__The task__
Upon reaching the line containing "Target: building window", output that line and all remaining lines exactly, through the end of the entries, and output nothing before it.

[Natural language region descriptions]

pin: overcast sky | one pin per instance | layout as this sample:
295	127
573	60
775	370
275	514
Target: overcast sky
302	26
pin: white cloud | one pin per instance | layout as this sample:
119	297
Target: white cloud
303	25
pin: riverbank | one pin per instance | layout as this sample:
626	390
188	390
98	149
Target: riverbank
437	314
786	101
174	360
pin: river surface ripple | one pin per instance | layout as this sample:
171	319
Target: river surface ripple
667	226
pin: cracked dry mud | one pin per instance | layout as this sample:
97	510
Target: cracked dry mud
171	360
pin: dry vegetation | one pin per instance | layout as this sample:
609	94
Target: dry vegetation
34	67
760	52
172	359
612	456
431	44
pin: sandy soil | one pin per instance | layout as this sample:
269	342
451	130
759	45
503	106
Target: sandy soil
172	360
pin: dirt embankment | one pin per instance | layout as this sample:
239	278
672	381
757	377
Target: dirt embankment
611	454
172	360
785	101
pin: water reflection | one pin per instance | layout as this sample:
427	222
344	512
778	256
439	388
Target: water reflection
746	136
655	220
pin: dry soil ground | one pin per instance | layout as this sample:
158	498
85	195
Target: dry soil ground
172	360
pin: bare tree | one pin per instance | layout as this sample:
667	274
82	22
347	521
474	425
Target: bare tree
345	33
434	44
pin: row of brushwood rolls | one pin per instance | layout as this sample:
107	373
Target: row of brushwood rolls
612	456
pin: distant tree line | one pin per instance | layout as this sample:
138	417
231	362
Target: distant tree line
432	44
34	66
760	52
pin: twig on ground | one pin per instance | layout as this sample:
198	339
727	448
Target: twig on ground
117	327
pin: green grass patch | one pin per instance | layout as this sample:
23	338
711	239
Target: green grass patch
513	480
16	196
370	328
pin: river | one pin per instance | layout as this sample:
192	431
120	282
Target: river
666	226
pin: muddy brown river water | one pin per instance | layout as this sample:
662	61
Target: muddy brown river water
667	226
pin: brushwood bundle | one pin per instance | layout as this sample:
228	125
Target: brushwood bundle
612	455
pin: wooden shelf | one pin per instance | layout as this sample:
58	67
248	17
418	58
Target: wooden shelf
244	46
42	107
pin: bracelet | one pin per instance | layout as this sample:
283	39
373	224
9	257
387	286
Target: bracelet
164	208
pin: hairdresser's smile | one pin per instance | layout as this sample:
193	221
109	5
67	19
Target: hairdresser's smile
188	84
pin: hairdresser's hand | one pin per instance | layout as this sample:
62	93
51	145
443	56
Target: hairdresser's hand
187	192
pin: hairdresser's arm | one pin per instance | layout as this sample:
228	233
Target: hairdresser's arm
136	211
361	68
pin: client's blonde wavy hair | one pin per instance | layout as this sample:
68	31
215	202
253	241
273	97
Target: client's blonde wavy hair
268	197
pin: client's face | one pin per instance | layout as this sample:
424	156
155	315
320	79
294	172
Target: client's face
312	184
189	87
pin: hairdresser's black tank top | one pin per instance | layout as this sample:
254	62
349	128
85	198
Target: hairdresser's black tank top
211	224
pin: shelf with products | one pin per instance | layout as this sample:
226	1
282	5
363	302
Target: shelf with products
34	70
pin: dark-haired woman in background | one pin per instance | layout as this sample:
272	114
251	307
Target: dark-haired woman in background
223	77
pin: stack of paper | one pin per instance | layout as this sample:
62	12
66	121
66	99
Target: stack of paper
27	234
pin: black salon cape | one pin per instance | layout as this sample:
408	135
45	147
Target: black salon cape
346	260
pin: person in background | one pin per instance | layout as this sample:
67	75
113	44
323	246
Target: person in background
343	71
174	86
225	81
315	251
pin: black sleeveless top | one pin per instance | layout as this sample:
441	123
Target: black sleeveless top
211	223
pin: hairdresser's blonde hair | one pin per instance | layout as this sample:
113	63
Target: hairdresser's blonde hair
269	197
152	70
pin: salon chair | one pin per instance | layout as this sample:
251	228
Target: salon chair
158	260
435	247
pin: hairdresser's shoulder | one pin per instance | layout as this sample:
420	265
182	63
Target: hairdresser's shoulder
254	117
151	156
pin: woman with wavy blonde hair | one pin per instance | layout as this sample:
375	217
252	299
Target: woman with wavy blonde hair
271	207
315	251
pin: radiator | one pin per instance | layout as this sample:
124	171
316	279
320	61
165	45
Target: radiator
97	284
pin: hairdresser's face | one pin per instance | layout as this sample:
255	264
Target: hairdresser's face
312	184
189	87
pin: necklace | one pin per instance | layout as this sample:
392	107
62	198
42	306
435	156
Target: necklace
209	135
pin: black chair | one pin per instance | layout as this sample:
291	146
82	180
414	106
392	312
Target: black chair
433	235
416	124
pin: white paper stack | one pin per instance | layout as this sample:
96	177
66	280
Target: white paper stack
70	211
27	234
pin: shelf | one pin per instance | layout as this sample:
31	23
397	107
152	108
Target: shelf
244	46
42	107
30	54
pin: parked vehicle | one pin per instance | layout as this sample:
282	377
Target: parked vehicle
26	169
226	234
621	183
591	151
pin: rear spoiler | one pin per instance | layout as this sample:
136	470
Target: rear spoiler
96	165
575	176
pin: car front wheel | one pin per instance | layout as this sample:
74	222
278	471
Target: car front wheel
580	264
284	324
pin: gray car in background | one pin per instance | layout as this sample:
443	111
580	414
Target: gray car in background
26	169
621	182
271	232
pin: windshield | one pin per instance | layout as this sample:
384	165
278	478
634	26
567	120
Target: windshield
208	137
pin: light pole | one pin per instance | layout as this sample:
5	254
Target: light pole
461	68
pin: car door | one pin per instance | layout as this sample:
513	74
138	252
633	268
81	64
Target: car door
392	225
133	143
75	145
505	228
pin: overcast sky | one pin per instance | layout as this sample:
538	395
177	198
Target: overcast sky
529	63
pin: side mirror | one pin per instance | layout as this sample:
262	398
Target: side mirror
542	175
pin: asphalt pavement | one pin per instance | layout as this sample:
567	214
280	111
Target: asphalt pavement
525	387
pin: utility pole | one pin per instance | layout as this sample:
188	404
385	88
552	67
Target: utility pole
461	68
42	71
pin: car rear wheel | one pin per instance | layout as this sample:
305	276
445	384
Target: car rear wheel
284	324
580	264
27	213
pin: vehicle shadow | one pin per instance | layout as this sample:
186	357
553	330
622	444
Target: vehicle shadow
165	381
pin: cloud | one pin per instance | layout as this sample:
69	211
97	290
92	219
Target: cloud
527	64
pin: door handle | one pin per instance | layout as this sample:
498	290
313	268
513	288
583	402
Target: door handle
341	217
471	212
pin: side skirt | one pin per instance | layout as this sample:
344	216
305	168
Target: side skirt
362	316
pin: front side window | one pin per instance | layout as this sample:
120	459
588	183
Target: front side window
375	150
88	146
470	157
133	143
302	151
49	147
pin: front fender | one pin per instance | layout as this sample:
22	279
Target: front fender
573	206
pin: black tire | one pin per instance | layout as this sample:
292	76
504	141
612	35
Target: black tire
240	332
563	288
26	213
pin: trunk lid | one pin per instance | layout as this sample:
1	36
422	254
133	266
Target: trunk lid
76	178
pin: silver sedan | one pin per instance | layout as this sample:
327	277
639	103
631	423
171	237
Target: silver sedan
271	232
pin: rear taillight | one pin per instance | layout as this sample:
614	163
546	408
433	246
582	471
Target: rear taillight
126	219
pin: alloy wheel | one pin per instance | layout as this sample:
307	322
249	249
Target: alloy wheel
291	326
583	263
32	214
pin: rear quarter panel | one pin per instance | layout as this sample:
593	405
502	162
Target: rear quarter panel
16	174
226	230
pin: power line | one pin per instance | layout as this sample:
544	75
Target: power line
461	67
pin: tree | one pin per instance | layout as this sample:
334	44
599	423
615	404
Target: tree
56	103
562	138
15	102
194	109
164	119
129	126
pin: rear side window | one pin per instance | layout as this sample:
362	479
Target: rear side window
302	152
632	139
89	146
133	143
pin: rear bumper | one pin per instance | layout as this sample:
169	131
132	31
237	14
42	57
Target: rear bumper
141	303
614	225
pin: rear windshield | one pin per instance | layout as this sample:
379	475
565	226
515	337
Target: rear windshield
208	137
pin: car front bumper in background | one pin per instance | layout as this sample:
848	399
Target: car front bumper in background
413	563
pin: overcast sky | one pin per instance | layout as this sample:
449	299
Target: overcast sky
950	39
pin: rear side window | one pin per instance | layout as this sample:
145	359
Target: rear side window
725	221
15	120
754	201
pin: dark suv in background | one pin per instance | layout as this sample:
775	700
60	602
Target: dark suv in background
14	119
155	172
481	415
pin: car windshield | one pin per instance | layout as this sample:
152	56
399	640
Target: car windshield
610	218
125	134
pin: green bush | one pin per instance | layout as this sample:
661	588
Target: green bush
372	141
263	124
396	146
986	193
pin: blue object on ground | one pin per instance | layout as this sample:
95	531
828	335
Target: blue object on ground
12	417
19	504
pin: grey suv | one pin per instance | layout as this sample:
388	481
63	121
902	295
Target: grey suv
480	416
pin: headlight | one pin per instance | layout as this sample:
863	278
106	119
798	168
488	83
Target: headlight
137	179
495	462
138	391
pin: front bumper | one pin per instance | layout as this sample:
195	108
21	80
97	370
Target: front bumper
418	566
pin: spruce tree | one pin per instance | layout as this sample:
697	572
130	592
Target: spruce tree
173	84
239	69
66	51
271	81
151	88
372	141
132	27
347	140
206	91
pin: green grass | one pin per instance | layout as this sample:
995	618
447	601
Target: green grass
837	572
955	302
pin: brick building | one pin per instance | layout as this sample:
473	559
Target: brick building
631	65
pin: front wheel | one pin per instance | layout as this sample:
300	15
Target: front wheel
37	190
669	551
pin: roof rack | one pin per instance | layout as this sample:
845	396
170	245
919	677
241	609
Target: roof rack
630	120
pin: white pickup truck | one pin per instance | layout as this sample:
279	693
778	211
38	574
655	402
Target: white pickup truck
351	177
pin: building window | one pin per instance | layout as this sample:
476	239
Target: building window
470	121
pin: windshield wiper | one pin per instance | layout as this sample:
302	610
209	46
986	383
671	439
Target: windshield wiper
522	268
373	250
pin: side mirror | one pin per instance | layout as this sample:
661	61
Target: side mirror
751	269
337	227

__Written response__
Target: building window
470	121
pin: windshield wiper | one pin per instance | layout as this sample:
302	610
209	46
986	383
671	439
Target: windshield wiper
522	268
373	250
pin: side mirror | one pin per instance | layout as this sample:
661	61
Target: side mirror
751	269
337	227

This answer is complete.